Problem to work on
Each entry below is to be written out exactly, and the pictures are to be left out.

*** Block opens ***

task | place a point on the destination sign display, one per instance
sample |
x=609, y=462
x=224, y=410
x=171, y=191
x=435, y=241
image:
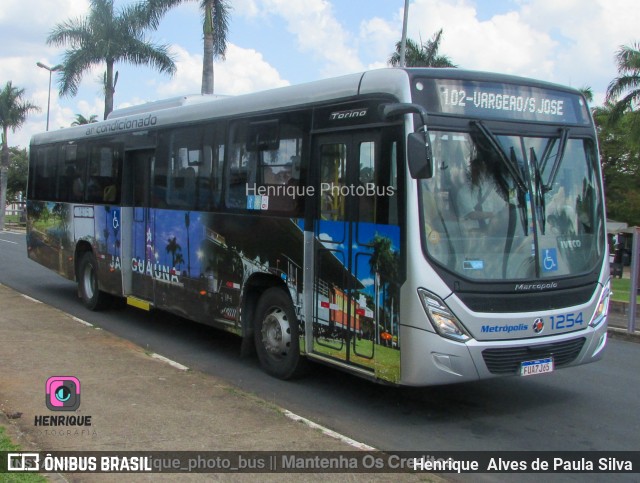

*** Block closes ***

Written response
task | place a point on the destination sign display, one per instance
sample |
x=609, y=462
x=224, y=410
x=171, y=191
x=435, y=241
image:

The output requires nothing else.